Quelldokument:
/---
Peter: Ich will erst einmal sehen, wie es in den USA läuft. Wenn ich dort gut ankomme, werde ich versuchen, nach Europa zu kommen.
ME: Meinst Du, es ist nötig, Deine Musik ersteinmal in den Staaten anzutesten? Hierzulande stand man immer auf Genesis und ist natürlich auch neugierig darauf, was Peter Gabriel jetzt macht.
Peter: Ja, das ist das Problem. In Amerika ist Genesis nicht so bekannt. Ich kann davon ausgehen, daß man mich dort als neuen Künstler unvorbelastet betrachtet. Ich will keine Kostüme mehr. Ich habe da zwar noch so einige Ideen, aber im Moment ist es für mich wichtiger, den Kontakt zum Publikum als Musiker zu finden. Wenn die Show nicht ankommt, dann liegt es nämlich an der Musik. – In Europa bin ich in erster Linie als Darsteller bekannt. Es würde für mich sehr schwer sein, dort nur als Songschreiber neu anzufangen, da einige bestimmt enttäuscht wären, mich ohne Make up und Kostüm zu sehen.
\---
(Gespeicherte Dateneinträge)
/---
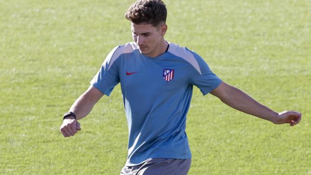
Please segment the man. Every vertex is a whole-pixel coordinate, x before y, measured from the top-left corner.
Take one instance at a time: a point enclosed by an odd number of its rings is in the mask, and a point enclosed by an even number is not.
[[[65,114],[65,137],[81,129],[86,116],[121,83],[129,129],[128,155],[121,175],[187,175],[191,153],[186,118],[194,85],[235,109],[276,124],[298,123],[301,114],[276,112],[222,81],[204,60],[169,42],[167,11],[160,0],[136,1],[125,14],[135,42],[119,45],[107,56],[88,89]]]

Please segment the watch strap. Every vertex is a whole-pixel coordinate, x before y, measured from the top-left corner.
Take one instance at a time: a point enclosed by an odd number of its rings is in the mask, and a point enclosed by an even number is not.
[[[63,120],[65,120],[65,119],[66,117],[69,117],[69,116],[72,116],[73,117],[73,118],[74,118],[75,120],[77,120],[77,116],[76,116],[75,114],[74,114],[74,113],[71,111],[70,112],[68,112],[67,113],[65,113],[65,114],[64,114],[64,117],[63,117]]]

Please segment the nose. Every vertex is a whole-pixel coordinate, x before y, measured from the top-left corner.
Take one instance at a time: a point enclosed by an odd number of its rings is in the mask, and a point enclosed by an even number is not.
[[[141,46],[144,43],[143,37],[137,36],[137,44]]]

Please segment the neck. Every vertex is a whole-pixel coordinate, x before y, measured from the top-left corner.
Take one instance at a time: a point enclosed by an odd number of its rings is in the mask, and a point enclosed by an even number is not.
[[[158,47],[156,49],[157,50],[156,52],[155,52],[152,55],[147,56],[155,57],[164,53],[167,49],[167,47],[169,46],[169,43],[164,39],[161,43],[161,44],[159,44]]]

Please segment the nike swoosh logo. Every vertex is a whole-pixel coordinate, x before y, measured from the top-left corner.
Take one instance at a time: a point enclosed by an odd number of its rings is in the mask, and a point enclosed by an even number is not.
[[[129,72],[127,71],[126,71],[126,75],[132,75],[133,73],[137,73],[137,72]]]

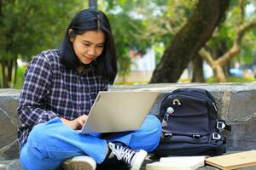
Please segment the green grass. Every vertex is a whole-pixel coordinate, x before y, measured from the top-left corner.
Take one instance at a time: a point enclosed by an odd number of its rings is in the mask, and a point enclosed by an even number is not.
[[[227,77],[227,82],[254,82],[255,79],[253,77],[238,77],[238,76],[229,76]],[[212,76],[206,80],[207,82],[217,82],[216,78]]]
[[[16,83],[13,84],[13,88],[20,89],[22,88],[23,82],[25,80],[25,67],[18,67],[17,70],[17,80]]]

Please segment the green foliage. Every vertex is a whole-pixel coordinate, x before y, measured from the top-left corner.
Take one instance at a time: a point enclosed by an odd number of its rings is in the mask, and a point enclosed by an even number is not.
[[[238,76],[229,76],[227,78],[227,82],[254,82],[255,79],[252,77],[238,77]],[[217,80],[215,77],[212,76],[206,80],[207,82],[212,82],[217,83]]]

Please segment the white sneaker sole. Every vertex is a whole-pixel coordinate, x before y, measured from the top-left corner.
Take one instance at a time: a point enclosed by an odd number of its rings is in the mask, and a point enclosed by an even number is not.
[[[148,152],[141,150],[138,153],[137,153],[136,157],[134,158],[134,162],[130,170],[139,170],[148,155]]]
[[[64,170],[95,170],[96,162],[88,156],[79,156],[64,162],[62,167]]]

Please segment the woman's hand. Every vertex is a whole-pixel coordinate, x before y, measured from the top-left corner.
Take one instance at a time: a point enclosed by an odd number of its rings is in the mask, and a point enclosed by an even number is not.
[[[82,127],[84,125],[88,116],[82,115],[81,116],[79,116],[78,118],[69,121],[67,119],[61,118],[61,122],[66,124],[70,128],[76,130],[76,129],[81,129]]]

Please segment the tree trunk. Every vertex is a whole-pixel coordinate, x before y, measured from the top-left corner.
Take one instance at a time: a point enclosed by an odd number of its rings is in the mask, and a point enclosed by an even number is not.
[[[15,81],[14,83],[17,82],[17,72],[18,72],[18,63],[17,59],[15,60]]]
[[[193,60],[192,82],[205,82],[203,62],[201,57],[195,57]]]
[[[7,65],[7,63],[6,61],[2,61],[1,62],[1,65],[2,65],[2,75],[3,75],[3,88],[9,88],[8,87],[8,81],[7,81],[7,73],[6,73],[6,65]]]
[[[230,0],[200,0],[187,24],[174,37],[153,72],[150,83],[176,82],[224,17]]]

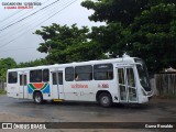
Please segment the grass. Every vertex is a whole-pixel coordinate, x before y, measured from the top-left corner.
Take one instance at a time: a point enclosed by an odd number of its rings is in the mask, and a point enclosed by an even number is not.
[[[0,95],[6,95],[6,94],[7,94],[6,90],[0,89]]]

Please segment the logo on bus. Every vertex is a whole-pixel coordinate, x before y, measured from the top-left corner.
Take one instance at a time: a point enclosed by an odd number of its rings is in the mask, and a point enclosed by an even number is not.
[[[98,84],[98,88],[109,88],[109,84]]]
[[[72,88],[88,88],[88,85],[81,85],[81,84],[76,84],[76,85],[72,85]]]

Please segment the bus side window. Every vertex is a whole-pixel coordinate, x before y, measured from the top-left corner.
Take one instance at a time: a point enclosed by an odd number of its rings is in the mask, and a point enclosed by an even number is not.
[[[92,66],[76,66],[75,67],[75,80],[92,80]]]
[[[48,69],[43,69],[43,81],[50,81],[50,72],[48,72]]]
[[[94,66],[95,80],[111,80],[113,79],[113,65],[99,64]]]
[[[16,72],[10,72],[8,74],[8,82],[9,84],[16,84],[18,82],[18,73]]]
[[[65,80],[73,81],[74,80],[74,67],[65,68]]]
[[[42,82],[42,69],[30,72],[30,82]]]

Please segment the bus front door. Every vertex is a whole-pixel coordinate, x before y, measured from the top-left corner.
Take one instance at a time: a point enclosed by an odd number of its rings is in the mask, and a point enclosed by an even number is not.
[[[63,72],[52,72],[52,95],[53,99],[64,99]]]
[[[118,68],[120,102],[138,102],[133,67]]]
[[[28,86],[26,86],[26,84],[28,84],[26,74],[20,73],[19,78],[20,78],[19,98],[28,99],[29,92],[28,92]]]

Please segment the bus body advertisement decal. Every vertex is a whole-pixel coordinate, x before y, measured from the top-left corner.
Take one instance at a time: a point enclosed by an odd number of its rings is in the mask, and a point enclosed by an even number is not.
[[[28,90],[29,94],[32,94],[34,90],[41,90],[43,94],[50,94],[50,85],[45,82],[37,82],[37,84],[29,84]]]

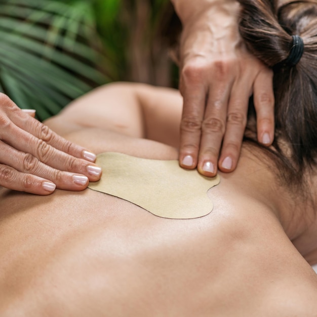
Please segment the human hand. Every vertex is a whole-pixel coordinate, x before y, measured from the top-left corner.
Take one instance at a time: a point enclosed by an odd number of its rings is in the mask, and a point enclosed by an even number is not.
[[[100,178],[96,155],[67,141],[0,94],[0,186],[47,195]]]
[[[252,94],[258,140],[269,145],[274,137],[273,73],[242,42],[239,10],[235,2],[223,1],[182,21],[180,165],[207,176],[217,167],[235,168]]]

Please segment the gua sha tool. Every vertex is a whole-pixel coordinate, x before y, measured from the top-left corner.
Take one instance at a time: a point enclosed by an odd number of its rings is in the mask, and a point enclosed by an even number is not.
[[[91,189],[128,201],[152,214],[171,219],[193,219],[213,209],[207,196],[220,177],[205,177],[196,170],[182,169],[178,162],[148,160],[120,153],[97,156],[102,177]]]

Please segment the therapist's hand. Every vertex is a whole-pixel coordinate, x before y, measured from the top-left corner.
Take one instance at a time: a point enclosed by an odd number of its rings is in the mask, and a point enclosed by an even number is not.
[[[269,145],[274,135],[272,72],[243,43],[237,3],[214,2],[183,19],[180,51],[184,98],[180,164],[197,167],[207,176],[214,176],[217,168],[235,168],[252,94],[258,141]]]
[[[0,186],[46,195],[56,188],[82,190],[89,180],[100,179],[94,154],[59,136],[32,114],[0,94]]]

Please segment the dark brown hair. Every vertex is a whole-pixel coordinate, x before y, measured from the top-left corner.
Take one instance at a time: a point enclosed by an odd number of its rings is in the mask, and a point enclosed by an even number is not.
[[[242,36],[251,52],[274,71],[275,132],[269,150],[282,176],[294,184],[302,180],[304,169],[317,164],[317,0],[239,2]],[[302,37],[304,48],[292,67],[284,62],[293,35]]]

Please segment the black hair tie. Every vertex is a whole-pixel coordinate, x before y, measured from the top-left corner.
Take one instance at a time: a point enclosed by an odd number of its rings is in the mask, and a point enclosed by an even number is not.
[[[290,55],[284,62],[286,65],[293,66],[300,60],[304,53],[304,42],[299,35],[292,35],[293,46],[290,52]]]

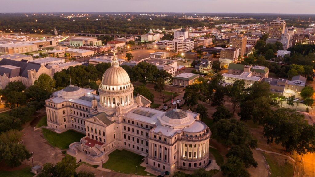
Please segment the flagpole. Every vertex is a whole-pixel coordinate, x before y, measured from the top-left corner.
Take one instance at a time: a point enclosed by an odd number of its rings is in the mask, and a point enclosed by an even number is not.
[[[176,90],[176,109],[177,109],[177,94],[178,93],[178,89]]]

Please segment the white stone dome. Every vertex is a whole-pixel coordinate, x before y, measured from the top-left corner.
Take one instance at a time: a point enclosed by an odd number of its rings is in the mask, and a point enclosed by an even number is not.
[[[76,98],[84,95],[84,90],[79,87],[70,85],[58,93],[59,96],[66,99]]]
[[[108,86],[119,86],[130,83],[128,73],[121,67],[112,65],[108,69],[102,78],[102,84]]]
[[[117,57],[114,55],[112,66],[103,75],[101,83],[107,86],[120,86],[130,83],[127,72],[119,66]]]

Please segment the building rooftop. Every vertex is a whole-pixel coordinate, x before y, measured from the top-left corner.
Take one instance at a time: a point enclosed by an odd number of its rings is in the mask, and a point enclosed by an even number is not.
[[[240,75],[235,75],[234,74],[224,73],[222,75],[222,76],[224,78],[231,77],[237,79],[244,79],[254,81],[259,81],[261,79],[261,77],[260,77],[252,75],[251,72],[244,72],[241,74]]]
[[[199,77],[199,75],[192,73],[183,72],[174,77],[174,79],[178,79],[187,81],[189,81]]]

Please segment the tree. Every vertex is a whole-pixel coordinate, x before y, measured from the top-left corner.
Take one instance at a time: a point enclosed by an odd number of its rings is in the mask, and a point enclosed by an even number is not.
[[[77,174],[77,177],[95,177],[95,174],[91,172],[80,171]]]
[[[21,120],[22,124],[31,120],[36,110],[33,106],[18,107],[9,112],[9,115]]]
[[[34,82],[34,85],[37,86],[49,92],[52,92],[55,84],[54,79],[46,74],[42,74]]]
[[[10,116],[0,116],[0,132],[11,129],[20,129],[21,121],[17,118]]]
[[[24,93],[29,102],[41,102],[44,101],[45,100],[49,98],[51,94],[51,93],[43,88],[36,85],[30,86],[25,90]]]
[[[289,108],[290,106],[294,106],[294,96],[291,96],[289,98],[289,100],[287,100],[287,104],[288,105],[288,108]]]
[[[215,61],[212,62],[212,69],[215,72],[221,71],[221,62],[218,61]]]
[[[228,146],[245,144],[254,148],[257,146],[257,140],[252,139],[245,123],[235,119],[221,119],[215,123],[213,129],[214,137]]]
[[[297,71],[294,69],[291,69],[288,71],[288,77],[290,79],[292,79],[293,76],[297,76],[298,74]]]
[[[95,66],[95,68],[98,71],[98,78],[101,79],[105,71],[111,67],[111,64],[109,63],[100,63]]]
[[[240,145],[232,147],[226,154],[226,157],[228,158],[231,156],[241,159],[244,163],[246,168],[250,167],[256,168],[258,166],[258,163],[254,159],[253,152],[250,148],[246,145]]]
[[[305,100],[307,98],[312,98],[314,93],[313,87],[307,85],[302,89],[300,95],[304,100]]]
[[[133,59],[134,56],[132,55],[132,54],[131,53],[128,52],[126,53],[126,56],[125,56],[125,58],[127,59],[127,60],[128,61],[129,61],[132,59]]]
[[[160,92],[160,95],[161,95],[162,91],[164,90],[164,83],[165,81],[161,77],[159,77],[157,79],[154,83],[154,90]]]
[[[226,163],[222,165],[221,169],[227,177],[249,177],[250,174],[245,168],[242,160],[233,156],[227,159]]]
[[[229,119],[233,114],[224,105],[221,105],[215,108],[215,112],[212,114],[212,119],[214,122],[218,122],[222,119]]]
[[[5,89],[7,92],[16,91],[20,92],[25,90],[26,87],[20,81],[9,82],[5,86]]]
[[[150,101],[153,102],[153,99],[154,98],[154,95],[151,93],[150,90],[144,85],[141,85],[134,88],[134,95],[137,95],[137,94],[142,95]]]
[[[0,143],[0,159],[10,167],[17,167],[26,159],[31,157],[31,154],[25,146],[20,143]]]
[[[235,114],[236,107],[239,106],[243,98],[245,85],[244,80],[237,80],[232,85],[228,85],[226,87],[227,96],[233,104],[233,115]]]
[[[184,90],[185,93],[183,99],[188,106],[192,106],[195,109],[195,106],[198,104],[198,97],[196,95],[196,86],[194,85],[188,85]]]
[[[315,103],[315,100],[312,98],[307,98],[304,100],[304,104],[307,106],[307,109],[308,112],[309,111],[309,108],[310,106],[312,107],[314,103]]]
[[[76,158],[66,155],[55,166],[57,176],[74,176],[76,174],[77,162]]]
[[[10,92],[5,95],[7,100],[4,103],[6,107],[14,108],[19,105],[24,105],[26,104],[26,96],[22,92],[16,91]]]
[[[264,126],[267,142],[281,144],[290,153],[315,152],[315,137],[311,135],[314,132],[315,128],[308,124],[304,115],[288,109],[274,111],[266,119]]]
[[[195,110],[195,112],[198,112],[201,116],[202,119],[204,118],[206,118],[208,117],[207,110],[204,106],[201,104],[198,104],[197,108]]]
\---
Aufgaben zur Übung:
a - Fasse den Absatz des Interviews, der mit „Ja, das ist das Problem“ beginnt, als kurze Liste zusammen und behalte dabei die wichtigsten Aussagen bei.
b - Gib aus dem Interview wörtlich alles von „Peter: Ich will“ bis hinunter zu „Gabriel jetzt macht.“ aus.
Die Datensätze haben mit dem Interview nichts zu tun.

Gelöste Aufgaben:
a -
- In Amerika ist Genesis nicht so bekannt, daher wird Peter dort als neuer, unvorbelasteter Künstler betrachtet.
- Kostüme will Peter nicht mehr. Es gibt zwar noch Ideen dafür, wichtiger ist im Moment aber der Kontakt zum Publikum als Musiker.
- Kommt die Show nicht an, liegt es an der Musik.
- In Europa ist Peter vor allem als Darsteller bekannt. Ein Neuanfang nur als Songschreiber wäre dort sehr schwer, weil einige enttäuscht wären, ihn ohne Make-up und Kostüm zu sehen.

b -
Peter: Ich will erst einmal sehen, wie es in den USA läuft. Wenn ich dort gut ankomme, werde ich versuchen, nach Europa zu kommen.
ME: Meinst Du, es ist nötig, Deine Musik ersteinmal in den Staaten anzutesten? Hierzulande stand man immer auf Genesis und ist natürlich auch neugierig darauf, was Peter Gabriel jetzt macht.